Stated exercise 1:
According to the blog entries, how long would a simple fruit-matching game take to make?
Stated exercise 2:
Transcribe from the blog entries the passage starting at "Why Am I doing" and ending at "involved in it.".
--- Passage to read ---
Thursday, August 30, 2007

Why Am I doing this?

This game is mind-bendingly involved, will be costing thousands of dollars in music and artwork, is taking forever to make, and has bucket loads of data involved in it.
Wouldn't you rather have a simple game that involved matching some fruit? I can make one in a month.

Monday, August 27, 2007

bioshocked

very busy playing bioshock + putting in new bannisters on a staircase. eeeeek. So not much time for blogging, or indeed coding this last few days.
bah.

Friday, August 24, 2007

Working with third parties

Democracy 2 will cost me more than all my previous games combined in terms of sounds and art. I hope that's reflected in some decent sales if I ever finish it :D. I'm in the process now of deciding on an artists, and I've already picked a musician to compose totally original music for the game. My slight fear is that the game is a bit complex to lure in the big audience required to payback such an investment, but hey, you have to speculate to accumulate right?

People expecting a radically different game to Democracy may be a bit surprised. the game *is* very different under the hood but the principle GUI will stay the same. I think it's a GUI that works, and although the game will look much nicer now, people used to the original will be able to pick up and play this one fairly easily.

Friday, August 17, 2007

software awards scam:

This is genius:
http://successfulsoftware.net/2007/08/16/the-software-awards-scam/
anyone who develops software should smile seeing what this guy did :D.

Thursday, August 16, 2007

A massively more complex and subtle simulation

Thats my plan for democracy 2, and it's going well.
--- Provided data ---
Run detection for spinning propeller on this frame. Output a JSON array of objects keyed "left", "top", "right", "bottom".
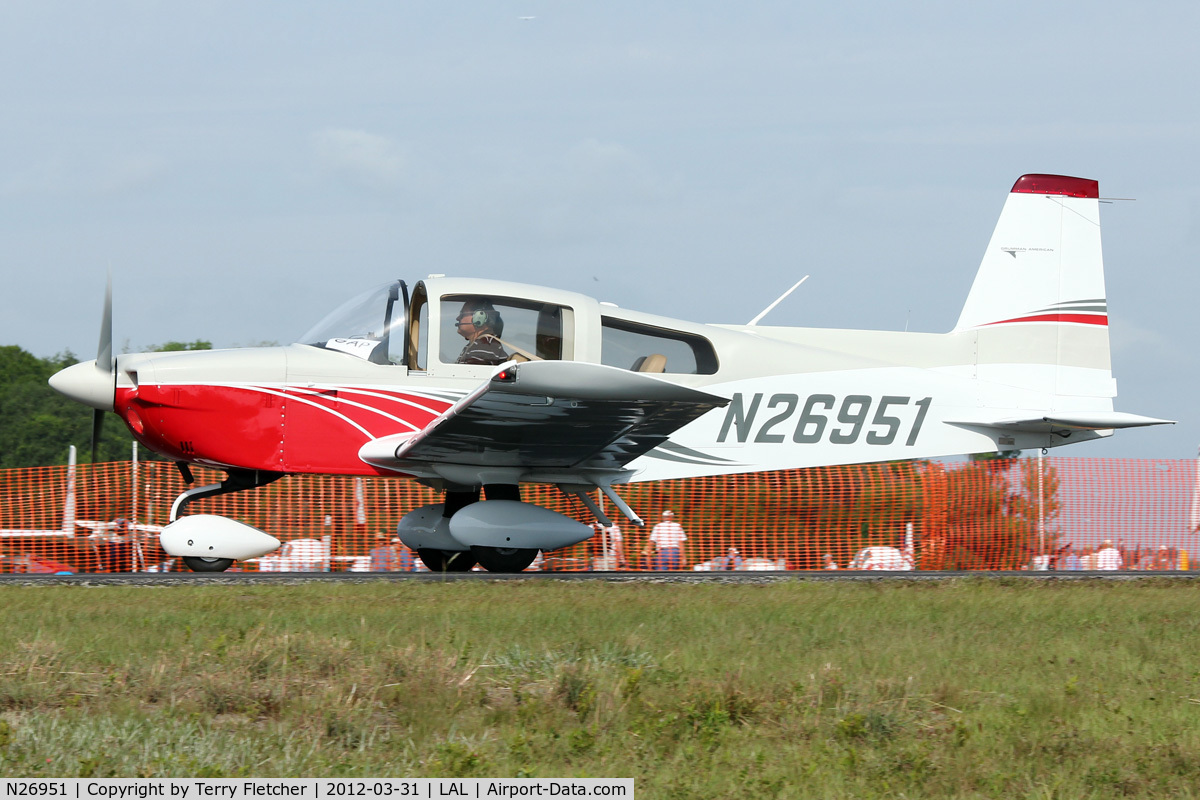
[{"left": 50, "top": 276, "right": 116, "bottom": 463}]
---
Correct output 1:
About a month.

Correct output 2:
Why Am I doing this?

This game is mind-bendingly involved, will be costing thousands of dollars in music and artwork, is taking forever to make, and has bucket loads of data involved in it.